Dataset rows —
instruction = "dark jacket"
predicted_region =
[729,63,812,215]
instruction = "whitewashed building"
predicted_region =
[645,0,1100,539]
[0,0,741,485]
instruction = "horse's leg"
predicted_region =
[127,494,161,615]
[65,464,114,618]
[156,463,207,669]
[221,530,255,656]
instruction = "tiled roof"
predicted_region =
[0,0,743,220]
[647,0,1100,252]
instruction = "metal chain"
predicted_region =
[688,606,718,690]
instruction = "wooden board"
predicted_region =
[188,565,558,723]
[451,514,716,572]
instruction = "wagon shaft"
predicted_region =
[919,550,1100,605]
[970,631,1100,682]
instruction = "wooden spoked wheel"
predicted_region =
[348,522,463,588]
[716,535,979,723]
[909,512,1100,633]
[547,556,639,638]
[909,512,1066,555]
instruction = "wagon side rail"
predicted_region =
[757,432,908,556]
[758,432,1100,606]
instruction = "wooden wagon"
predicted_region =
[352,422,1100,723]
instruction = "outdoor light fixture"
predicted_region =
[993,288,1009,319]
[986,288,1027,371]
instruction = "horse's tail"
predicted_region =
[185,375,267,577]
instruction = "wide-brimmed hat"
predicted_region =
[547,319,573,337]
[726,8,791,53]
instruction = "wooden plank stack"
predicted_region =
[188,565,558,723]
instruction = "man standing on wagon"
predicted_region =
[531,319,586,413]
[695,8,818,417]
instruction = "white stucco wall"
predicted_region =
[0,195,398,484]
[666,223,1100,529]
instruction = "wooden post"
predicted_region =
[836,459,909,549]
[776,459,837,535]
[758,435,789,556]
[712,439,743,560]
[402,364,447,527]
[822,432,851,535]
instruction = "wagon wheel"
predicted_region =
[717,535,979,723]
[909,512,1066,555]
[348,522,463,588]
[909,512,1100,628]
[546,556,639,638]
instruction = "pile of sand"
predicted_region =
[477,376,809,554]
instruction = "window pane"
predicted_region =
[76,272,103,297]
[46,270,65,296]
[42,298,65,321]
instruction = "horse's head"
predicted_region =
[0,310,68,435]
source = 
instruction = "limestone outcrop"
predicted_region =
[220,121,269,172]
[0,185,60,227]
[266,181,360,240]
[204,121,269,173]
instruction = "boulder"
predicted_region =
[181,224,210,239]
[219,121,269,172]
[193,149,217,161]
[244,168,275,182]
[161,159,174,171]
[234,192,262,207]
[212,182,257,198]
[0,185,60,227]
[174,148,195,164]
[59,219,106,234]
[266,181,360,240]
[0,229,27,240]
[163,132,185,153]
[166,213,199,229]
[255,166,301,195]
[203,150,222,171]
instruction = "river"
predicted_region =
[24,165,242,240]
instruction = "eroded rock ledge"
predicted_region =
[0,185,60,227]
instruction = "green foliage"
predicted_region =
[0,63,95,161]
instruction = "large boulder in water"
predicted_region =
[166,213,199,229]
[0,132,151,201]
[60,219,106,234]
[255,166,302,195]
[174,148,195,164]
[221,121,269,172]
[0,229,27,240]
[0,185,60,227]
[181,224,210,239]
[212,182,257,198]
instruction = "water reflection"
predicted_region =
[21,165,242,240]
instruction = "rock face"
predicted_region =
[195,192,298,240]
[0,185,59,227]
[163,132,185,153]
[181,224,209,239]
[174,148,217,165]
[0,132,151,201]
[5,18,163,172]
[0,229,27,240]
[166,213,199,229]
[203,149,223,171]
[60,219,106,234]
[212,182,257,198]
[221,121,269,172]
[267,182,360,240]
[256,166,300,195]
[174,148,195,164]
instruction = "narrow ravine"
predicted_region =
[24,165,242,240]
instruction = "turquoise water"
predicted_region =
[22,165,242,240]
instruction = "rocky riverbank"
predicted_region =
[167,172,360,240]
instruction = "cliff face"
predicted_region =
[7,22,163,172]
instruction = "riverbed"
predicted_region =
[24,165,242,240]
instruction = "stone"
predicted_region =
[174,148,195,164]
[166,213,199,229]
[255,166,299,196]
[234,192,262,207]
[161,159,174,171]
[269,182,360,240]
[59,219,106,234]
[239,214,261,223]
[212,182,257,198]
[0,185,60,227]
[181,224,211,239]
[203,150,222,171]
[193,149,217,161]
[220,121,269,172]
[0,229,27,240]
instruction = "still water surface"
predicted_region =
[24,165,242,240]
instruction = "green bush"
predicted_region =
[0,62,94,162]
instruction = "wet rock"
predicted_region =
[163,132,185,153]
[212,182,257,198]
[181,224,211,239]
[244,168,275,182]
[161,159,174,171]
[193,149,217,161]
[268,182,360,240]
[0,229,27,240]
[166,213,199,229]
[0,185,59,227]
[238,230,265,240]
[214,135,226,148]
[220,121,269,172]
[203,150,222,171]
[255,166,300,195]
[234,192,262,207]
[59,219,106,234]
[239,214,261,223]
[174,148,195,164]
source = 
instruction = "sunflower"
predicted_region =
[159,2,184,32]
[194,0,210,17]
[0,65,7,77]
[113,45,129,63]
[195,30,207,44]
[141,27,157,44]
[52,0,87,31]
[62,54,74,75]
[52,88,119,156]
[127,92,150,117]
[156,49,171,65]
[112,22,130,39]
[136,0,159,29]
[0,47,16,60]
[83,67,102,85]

Short exercise —
Return each line of the data above that contains the word "green".

The output —
instruction = "green foliage"
instruction = "green bush"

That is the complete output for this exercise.